__DATA PROVIDED__:
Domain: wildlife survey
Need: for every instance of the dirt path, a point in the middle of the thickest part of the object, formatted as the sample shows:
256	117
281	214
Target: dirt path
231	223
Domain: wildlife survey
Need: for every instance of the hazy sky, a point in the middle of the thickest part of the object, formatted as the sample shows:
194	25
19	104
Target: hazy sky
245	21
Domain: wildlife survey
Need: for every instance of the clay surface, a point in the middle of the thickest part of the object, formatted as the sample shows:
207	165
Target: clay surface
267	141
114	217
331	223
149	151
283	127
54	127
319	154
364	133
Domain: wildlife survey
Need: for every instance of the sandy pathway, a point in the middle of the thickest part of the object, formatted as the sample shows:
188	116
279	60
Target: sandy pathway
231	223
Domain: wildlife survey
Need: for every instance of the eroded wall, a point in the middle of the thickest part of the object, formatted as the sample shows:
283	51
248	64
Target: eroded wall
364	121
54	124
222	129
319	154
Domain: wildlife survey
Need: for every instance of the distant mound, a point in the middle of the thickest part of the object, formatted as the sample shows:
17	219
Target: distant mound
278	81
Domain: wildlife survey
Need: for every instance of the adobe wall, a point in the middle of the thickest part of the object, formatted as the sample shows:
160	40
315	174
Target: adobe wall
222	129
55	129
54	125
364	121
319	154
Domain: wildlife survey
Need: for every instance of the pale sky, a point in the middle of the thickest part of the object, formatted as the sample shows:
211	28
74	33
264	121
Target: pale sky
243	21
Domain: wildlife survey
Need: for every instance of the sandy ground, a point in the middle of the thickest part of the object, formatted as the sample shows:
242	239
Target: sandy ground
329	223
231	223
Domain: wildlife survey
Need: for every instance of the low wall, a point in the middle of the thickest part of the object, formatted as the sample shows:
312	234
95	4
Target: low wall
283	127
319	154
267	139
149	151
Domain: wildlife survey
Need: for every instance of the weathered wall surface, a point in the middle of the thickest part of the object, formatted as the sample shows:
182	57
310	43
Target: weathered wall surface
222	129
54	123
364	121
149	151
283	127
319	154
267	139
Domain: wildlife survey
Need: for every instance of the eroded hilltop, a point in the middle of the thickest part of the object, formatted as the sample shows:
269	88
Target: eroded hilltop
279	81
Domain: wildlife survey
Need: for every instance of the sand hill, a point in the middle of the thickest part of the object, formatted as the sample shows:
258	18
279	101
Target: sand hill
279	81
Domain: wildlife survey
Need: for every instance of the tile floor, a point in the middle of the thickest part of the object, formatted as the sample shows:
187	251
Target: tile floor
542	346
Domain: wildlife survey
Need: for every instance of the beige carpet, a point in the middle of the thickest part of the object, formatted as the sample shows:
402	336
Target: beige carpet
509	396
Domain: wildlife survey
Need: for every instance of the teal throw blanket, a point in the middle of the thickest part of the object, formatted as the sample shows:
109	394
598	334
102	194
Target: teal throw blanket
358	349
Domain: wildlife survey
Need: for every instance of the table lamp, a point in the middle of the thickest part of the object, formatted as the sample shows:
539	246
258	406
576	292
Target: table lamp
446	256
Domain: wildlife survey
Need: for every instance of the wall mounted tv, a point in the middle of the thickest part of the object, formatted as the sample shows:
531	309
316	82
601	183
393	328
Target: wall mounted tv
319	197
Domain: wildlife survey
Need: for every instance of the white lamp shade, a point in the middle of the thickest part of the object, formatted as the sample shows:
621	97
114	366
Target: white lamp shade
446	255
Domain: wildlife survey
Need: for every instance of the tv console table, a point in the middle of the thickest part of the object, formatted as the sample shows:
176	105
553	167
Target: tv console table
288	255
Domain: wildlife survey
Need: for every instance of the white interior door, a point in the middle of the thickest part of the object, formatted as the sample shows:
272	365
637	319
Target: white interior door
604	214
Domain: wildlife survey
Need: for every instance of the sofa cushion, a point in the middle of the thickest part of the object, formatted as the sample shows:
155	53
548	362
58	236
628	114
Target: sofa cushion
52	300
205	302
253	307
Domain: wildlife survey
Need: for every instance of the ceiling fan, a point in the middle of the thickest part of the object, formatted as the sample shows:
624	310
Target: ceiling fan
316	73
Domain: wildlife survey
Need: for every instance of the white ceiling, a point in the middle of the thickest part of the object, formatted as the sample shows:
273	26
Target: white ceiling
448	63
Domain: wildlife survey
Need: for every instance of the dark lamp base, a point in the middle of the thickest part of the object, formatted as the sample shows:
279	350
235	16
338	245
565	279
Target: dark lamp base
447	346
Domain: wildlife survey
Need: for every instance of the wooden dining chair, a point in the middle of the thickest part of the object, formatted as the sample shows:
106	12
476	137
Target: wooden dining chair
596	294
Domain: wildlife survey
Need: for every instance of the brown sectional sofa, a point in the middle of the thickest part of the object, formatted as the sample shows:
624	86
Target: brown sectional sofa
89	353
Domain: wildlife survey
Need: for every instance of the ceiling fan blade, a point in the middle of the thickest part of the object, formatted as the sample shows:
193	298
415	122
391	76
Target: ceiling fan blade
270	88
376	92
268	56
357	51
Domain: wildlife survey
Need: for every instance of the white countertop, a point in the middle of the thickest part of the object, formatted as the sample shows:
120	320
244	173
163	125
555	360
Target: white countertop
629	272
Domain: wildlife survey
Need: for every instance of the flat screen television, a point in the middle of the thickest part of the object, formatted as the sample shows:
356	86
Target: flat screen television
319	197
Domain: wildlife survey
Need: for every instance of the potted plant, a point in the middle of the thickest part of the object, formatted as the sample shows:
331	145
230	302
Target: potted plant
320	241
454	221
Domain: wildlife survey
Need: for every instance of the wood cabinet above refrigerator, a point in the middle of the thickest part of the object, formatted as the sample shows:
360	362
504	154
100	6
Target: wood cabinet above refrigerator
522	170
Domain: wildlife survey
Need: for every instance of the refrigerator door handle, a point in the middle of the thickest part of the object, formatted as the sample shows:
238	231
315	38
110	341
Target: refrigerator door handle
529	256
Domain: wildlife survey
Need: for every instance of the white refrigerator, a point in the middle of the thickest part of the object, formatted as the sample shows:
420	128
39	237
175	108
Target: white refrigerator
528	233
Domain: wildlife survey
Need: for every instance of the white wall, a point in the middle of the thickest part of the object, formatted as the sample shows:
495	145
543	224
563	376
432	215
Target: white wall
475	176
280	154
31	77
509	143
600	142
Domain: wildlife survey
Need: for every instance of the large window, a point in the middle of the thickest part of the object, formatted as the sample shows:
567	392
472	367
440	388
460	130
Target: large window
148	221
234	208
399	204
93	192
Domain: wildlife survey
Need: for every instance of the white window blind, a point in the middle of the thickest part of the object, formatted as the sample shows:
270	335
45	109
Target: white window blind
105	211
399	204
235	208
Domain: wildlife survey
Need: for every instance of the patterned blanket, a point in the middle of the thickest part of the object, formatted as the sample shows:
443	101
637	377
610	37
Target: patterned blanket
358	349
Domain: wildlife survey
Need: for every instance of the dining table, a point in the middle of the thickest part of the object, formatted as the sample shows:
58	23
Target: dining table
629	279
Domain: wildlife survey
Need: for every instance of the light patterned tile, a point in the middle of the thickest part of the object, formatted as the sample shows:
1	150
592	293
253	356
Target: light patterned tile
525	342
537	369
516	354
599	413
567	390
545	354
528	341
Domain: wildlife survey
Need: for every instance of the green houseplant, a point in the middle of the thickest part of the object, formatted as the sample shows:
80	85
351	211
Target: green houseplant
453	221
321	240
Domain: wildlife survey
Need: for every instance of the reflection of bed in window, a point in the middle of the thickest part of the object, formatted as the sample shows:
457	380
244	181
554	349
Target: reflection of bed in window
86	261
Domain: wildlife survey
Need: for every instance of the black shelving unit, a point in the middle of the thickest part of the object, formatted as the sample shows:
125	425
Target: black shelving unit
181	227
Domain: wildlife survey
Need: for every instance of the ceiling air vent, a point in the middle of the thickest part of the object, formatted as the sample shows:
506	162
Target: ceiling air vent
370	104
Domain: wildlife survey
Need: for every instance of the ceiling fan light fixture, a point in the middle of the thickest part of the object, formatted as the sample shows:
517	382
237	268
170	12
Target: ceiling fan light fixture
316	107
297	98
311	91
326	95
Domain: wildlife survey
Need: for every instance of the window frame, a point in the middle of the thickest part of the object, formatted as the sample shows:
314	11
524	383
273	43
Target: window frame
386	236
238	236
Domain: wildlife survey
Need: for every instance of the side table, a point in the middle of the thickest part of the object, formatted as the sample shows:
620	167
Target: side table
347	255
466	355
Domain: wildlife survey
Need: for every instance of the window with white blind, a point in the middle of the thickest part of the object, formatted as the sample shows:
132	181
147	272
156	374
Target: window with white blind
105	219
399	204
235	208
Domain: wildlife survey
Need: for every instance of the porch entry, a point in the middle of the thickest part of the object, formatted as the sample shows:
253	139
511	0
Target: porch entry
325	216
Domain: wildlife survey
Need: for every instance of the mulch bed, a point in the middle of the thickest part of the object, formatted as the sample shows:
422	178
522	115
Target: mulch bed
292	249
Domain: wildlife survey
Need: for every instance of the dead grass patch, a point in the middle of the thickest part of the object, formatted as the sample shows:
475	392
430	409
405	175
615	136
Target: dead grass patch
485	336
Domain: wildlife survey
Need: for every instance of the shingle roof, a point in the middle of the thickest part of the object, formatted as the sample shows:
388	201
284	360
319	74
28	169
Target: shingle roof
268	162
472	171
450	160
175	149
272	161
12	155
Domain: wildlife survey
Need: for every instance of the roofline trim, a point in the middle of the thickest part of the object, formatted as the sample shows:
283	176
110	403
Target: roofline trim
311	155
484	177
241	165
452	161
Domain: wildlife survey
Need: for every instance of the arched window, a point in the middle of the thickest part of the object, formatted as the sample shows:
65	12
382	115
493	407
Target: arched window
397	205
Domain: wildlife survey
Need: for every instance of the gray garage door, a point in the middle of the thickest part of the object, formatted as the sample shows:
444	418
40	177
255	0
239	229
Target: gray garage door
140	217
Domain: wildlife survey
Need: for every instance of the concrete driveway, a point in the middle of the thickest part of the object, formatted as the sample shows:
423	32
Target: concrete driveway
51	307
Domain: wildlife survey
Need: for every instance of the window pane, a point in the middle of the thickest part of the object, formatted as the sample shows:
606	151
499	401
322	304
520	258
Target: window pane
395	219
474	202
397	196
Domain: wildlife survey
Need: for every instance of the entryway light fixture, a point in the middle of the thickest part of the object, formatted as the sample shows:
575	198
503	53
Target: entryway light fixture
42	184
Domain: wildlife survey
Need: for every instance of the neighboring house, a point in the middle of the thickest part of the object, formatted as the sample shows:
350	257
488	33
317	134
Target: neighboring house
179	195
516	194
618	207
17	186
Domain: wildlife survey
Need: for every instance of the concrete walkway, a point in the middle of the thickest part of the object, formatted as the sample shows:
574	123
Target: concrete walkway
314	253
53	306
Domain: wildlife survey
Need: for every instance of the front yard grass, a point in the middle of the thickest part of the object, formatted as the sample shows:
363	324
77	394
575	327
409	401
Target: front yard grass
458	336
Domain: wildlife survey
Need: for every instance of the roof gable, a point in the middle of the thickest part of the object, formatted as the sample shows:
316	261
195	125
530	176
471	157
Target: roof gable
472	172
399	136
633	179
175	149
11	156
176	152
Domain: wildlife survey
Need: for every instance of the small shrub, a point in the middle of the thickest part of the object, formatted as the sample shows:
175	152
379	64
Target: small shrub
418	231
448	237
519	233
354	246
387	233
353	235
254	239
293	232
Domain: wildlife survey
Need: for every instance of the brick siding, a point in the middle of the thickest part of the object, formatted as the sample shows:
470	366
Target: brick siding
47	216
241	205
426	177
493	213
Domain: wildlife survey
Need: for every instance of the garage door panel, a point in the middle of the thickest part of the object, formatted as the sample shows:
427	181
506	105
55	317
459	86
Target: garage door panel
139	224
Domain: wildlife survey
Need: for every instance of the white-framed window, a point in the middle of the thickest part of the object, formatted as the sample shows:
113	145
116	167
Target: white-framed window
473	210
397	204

__SET PROBLEM__: State how many lines of the items contain the string "cabinet", matching case exactly. Give only the number.

__EXERCISE ANSWER__: 2